WHAT THE EXERCISE ASKS: Will you copy, word for word, the records below, starting with the line containing "TARGET: suspender with star print" (that line included) and continuing through the last of the records?

(Entries taken from a collection)
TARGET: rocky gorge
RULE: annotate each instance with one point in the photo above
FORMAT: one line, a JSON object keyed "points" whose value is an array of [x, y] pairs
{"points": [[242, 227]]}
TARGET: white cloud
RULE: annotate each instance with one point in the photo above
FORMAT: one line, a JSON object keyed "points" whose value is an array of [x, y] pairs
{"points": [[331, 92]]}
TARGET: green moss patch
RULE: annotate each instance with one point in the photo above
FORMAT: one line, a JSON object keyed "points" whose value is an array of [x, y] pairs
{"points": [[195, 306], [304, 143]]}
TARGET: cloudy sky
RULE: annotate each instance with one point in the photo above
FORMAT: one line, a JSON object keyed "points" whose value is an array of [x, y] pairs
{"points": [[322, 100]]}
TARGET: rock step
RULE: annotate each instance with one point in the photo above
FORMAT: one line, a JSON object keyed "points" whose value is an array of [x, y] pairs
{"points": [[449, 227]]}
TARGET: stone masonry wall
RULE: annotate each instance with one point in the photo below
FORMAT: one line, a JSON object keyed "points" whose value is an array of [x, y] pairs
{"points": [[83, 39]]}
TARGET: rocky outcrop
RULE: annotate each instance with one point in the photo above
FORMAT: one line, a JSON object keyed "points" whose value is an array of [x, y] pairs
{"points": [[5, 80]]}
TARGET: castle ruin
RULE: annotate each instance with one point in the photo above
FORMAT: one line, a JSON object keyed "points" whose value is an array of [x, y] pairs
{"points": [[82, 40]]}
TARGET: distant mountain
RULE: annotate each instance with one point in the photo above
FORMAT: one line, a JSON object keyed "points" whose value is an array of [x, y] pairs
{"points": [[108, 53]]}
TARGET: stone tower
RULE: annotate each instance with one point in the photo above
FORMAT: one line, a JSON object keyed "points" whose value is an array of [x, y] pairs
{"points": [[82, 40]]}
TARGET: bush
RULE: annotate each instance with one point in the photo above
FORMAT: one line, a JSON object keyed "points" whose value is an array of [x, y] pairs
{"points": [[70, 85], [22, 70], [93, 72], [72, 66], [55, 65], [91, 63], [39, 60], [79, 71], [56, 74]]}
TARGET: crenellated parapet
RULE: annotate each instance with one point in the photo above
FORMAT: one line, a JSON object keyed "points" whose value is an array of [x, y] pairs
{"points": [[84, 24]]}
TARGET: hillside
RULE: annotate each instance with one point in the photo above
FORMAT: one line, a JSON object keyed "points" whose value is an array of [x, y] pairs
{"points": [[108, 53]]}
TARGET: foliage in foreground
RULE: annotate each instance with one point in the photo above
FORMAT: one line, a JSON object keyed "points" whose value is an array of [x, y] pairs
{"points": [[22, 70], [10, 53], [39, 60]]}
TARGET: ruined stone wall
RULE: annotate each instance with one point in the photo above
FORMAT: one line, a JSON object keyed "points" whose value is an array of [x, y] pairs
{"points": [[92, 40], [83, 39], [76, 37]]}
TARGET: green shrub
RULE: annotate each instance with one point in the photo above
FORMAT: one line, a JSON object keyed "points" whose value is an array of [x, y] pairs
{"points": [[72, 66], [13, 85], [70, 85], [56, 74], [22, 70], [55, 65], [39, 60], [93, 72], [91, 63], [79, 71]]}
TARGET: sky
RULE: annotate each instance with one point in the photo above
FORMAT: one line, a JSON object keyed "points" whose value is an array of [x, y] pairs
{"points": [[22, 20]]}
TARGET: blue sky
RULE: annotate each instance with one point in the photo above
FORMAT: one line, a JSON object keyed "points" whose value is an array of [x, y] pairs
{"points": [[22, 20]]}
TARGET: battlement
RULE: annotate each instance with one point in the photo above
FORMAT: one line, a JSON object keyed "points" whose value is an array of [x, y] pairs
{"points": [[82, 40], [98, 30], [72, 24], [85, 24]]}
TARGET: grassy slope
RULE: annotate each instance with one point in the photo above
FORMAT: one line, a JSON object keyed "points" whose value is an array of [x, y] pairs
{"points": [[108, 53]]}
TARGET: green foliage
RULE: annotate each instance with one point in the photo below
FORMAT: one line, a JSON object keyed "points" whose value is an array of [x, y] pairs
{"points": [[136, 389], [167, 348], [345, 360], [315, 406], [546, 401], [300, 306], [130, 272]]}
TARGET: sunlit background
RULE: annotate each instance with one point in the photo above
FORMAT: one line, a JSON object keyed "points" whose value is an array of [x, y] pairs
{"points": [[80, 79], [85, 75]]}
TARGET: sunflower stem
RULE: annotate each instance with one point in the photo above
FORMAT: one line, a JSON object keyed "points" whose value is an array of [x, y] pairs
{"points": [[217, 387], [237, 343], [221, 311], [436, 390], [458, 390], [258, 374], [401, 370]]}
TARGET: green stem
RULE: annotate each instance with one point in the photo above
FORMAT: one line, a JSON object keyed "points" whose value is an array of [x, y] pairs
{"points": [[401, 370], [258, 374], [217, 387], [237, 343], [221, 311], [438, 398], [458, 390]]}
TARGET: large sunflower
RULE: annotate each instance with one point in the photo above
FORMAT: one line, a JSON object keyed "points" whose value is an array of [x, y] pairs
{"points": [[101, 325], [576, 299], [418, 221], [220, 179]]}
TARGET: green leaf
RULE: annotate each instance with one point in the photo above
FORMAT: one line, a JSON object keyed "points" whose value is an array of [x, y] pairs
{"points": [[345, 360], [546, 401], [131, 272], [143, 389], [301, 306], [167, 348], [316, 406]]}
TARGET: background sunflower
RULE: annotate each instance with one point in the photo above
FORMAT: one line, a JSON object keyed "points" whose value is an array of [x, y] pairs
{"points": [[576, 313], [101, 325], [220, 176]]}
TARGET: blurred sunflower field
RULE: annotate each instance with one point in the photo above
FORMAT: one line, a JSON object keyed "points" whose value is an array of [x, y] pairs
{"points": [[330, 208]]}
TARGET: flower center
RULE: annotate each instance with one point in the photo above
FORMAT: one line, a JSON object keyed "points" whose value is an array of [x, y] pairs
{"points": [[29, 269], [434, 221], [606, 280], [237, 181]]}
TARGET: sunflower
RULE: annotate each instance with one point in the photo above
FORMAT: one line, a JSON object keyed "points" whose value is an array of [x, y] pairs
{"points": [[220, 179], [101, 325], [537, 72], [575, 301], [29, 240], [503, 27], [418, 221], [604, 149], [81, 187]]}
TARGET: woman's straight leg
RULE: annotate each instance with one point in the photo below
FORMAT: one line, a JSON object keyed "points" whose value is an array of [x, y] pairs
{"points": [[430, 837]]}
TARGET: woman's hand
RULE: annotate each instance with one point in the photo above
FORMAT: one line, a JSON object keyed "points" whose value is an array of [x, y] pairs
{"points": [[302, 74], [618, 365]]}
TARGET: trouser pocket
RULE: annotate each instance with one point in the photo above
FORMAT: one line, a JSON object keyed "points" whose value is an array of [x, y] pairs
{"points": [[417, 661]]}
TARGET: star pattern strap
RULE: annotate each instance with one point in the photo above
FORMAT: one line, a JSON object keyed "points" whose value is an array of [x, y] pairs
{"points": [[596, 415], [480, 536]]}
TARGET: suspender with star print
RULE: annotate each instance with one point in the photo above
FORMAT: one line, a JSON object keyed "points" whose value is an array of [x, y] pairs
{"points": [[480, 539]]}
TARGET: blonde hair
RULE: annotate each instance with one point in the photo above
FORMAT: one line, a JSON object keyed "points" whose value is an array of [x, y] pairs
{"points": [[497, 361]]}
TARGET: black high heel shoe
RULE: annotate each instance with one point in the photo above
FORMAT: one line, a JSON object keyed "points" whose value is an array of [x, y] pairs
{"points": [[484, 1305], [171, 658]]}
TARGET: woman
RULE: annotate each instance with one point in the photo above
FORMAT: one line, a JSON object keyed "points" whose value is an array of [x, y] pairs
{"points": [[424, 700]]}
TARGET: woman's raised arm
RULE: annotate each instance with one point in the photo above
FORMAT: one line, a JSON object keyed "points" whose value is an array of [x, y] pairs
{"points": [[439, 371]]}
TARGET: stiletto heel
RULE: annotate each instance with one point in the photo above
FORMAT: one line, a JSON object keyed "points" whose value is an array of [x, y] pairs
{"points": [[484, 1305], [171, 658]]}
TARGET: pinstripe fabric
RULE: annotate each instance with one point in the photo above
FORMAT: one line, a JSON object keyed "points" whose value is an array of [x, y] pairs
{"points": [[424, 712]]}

SOLUTION TO THIS PROBLEM:
TARGET: suspender with star print
RULE: annotate each instance with one point in the photo above
FORMAT: one line, a JSON object keyed "points" whose value is an array of [x, y] pairs
{"points": [[480, 539]]}
TARGET: blonde hair
RULE: annotate each instance with one point in the photo above
FORMAT: one line, a JSON object keyed "points" whose value is an array of [x, y] pairs
{"points": [[497, 361]]}
TARGET: black high heel shoe
RULE: annotate each instance with one point in the photo above
FORMAT: one line, a JSON object keyed "points" whose value is an array of [x, y] pairs
{"points": [[484, 1305], [171, 658]]}
TARGET: woman
RULE: annotate each instance with one point in the photo above
FORMAT: one line, a JSON object keyed "points" whose value is an array of [x, y] pairs
{"points": [[424, 700]]}
TARGET: woman's raised arm
RULE: annotate each instance with one point in the photo above
FORMAT: one line, a JSON object keyed "points" whose value is an array of [x, y] pairs
{"points": [[439, 371]]}
TARGET: stiletto heel
RULE: annotate each instance with one point in the photo above
FORMAT: one line, a JSON object keyed "points" whose value is an array of [x, y] pairs
{"points": [[484, 1305], [171, 658]]}
TARGET: pinstripe fabric
RULE: annotate each instance with one point in the photo above
FORMAT: one line, a JSON object keyed "points" whose value is an array of [x, y] pairs
{"points": [[424, 712]]}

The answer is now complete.